Required work: Copy these records word for word, starting at the line that contains "out the wet" and ending at the last line of the records.

Extracted records:
## START
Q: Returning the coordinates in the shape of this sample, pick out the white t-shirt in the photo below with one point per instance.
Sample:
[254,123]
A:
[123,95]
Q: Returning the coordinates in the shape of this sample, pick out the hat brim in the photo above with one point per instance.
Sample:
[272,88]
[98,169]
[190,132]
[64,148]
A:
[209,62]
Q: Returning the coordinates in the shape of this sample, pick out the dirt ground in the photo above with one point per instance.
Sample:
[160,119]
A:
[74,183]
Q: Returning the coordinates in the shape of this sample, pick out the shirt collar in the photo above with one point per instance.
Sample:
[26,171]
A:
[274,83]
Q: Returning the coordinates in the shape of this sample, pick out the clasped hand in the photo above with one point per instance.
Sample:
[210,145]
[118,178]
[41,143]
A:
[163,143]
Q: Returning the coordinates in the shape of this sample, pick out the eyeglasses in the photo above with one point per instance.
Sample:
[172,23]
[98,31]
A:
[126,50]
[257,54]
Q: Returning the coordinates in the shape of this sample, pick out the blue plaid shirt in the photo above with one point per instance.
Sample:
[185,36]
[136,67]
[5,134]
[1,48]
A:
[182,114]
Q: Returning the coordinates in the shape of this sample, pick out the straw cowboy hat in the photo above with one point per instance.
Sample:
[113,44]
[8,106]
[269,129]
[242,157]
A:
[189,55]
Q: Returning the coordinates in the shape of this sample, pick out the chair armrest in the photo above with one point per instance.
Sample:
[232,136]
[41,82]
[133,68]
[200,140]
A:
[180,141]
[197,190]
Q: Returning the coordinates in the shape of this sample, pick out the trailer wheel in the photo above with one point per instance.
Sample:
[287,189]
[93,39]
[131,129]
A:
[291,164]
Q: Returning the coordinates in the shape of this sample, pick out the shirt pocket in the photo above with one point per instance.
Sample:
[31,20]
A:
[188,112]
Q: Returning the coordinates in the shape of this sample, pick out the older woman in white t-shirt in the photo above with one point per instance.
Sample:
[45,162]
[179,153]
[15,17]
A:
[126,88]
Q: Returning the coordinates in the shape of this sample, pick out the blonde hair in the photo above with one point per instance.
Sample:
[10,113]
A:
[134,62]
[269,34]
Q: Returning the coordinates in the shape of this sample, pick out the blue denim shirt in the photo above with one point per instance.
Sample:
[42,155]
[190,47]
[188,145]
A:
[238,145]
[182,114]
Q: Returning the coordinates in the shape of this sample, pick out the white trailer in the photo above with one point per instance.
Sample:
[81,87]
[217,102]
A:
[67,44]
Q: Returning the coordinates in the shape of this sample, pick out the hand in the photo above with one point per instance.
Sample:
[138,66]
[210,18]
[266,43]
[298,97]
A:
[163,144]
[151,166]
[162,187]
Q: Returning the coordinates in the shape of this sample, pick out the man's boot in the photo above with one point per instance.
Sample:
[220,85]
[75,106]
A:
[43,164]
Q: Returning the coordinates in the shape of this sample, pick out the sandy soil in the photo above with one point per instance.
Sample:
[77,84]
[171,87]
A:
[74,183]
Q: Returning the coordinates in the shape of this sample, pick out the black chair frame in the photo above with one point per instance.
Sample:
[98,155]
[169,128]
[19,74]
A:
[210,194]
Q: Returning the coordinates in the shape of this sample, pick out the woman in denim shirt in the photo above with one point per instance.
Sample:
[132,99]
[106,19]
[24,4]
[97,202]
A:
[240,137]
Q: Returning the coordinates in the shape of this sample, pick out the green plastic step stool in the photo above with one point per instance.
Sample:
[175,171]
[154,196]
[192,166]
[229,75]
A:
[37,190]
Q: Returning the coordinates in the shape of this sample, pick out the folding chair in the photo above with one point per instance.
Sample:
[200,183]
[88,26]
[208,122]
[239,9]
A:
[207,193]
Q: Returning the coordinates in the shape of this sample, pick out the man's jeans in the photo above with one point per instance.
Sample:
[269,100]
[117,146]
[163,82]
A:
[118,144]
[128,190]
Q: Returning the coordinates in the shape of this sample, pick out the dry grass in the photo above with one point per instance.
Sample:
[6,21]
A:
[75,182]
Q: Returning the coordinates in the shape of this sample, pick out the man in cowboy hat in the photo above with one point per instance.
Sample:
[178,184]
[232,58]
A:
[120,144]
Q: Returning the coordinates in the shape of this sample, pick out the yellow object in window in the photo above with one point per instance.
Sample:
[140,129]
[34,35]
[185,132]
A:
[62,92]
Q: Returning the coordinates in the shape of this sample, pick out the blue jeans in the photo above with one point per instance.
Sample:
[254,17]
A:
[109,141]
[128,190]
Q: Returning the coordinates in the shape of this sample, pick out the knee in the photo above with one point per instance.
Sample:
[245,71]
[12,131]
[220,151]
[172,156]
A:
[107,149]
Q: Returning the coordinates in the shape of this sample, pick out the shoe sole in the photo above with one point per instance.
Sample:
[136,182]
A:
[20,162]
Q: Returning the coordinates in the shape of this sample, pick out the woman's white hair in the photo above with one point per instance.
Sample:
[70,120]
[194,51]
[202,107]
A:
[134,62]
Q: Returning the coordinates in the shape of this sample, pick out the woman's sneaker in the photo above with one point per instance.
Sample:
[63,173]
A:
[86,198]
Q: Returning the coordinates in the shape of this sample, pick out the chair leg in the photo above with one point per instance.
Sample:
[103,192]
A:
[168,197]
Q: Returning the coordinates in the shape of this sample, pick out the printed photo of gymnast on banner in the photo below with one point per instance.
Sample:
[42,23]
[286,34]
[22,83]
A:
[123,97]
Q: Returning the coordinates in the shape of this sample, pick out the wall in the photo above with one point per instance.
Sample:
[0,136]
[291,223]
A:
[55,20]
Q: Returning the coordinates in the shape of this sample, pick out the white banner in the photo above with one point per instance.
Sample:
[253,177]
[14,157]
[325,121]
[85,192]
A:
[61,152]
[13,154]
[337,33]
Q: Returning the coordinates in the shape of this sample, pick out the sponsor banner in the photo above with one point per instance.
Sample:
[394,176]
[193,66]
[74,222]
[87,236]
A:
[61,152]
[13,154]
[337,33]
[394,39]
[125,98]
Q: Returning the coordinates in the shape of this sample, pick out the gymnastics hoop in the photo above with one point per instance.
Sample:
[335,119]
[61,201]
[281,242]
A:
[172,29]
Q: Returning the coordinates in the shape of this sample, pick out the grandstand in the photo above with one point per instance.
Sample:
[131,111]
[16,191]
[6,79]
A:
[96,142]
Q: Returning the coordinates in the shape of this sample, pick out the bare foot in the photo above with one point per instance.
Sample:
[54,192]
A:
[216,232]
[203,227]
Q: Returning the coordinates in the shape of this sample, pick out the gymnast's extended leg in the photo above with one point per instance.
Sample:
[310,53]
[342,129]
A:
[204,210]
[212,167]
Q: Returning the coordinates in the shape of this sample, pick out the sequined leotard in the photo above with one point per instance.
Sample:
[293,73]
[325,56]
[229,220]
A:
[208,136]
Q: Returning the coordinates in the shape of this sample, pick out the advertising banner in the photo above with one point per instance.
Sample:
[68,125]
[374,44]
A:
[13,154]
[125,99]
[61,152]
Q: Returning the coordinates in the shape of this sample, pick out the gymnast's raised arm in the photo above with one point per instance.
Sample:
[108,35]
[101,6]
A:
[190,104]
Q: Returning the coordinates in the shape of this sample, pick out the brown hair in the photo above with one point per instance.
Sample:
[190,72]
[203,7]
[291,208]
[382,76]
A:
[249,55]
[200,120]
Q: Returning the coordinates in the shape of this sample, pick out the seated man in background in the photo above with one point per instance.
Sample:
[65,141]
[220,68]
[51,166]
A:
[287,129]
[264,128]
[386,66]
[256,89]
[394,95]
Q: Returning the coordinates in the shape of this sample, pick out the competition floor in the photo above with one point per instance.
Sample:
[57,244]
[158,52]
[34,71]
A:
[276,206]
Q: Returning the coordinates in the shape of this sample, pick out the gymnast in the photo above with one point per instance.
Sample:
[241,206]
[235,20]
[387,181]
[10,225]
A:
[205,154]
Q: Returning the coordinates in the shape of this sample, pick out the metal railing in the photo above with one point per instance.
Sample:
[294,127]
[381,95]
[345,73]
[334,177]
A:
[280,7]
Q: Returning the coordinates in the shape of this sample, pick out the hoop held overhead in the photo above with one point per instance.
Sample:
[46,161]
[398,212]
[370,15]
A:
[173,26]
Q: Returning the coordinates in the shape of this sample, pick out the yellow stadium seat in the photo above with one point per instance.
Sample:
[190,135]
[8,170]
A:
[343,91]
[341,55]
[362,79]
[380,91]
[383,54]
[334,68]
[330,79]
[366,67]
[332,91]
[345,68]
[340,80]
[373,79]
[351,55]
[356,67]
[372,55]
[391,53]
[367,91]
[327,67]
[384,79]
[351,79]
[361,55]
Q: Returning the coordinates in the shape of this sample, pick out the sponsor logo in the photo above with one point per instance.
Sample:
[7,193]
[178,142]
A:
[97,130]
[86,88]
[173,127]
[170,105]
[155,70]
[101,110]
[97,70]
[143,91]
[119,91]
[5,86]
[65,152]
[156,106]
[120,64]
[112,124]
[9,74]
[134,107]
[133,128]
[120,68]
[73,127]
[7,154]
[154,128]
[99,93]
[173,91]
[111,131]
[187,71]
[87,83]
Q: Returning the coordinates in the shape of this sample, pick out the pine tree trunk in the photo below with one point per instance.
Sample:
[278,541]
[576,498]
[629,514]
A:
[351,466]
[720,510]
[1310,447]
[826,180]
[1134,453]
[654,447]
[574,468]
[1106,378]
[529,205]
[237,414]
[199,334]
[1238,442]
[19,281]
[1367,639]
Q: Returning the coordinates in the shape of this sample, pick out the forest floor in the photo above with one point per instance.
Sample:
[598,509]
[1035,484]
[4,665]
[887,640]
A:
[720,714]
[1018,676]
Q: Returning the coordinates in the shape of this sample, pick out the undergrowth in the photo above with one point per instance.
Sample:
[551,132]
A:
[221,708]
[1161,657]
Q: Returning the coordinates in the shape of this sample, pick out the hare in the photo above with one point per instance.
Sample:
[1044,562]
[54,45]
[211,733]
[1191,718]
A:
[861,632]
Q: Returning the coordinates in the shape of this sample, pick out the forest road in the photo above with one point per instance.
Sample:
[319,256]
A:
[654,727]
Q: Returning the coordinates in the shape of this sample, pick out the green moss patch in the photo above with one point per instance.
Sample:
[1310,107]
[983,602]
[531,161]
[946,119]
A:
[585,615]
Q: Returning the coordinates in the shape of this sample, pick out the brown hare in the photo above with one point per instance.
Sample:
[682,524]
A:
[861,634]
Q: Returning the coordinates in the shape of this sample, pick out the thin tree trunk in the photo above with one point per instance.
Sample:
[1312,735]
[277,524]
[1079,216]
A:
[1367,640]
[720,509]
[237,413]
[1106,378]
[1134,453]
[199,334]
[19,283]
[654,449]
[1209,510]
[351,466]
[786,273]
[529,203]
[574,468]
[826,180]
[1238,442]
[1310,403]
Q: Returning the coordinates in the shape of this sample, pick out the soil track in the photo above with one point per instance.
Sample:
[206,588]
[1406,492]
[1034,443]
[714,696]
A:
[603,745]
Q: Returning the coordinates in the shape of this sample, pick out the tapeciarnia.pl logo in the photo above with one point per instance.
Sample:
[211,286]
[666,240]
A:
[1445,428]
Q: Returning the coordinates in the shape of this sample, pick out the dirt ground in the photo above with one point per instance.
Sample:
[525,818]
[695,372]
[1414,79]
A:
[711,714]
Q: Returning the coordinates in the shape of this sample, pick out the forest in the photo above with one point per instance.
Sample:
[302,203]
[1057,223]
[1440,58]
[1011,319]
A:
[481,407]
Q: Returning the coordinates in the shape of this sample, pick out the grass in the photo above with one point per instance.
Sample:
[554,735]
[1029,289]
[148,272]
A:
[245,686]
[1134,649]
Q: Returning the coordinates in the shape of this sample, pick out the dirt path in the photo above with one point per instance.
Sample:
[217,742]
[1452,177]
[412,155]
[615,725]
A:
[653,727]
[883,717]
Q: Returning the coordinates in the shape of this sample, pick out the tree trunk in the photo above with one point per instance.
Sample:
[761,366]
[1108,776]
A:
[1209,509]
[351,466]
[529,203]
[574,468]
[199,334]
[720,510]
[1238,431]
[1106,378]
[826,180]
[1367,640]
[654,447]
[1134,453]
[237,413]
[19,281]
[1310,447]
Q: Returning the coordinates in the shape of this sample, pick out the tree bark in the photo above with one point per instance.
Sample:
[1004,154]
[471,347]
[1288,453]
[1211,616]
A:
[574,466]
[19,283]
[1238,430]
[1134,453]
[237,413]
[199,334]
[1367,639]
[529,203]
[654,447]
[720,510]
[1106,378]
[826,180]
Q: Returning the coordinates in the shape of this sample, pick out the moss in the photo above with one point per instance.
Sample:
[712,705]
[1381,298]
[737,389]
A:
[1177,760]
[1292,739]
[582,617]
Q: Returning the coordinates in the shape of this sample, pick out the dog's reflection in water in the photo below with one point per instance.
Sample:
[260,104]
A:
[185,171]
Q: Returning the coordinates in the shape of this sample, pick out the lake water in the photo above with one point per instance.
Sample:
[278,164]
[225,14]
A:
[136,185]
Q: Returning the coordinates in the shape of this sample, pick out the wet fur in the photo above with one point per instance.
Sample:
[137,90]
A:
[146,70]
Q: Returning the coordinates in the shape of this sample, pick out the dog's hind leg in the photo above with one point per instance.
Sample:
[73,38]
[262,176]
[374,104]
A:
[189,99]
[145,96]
## END
Exercise output:
Q: Returning the coordinates in the shape of this sample, pick out the wet fur in the photo above with one point per instance.
Sample:
[137,90]
A:
[146,70]
Q: Returning the coordinates in the shape of this sample, pick out the dog's hind leg in the photo above with one point per instance.
Sample:
[73,38]
[262,176]
[374,104]
A:
[189,99]
[145,96]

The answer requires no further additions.